- **Given instruction 1**
Name each course, degree, or seminar mentioned in the post on teaching computer games below.
== Passage to read
Post by leunas on Sept 19, 2006 14:13:54 GMT -5
Last summer an email from Jim Whitehead kicked off an interesting GTxA thread on teaching computer games. Since then, Jim has taught his Foundations of Interactive Game Design and helped launch the new undergraduate degree in computer game design at UC Santa Cruz (where they’ve also recently hired GTxA’s own Michael). I’ve also recently put together a draft of the syllabus for my Fall graduate seminar in computer game studies, where I tried to put into practice some of my thoughts from the conversation we had here last summer.
Recently, in an email exchange with Jim, he and I started talking more concretely about a problem that also came up in our earlier theoretical discussions: getting students access to games. We can’t do what people do with the last generation of “new media” (film and video). We can’t do group showings, because students need to experience the games individually and in small groups. We can’t send students to the library media center, because libraries may be set up for individual experiences of laserdisks, but not game disks.
====
== Input
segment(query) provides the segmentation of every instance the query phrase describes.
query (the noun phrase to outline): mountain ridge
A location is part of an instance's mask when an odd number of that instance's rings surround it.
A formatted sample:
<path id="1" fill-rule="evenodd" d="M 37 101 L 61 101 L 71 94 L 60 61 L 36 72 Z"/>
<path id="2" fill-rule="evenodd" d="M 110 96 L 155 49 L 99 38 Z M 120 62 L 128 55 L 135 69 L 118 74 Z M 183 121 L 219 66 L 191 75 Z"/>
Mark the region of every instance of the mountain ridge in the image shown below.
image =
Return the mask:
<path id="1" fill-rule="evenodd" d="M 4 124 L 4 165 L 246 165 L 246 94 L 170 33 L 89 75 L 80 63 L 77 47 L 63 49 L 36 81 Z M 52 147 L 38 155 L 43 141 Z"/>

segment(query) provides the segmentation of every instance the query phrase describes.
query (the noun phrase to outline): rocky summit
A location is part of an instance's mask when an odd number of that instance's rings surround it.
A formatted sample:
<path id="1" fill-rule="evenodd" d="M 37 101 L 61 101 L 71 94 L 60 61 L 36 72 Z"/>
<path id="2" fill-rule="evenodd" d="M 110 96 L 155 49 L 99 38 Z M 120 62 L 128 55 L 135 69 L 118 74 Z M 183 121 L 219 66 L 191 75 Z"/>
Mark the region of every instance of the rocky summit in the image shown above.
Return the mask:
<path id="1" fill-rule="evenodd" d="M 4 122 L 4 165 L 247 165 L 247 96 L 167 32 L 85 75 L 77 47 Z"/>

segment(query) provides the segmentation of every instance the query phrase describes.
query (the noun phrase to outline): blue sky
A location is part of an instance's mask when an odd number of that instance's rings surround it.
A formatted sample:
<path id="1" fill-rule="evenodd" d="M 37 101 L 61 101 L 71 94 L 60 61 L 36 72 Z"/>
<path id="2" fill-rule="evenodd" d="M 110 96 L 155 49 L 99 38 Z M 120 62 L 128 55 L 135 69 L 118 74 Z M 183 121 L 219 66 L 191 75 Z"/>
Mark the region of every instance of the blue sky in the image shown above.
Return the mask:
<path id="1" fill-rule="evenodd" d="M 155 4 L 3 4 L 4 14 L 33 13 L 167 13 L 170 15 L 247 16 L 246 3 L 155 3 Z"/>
====
- **Given instruction 2**
Copy verbatim the stretch of the entries from their first line through the line that contains "124 L 4 165".

- **Finished answer 1**
- Foundations of Interactive Game Design
- the new undergraduate degree in computer game design at UC Santa Cruz
- the Fall graduate seminar in computer game studies

- **Finished answer 2**
segment(query) provides the segmentation of every instance the query phrase describes.
query (the noun phrase to outline): mountain ridge
A location is part of an instance's mask when an odd number of that instance's rings surround it.
A formatted sample:
<path id="1" fill-rule="evenodd" d="M 37 101 L 61 101 L 71 94 L 60 61 L 36 72 Z"/>
<path id="2" fill-rule="evenodd" d="M 110 96 L 155 49 L 99 38 Z M 120 62 L 128 55 L 135 69 L 118 74 Z M 183 121 L 219 66 L 191 75 Z"/>
Mark the region of every instance of the mountain ridge in the image shown below.
image =
Return the mask:
<path id="1" fill-rule="evenodd" d="M 4 124 L 4 165 L 246 165 L 246 94 L 170 33 L 89 75 L 80 63 L 77 47 L 63 49 L 36 81 Z M 52 147 L 38 155 L 43 141 Z"/>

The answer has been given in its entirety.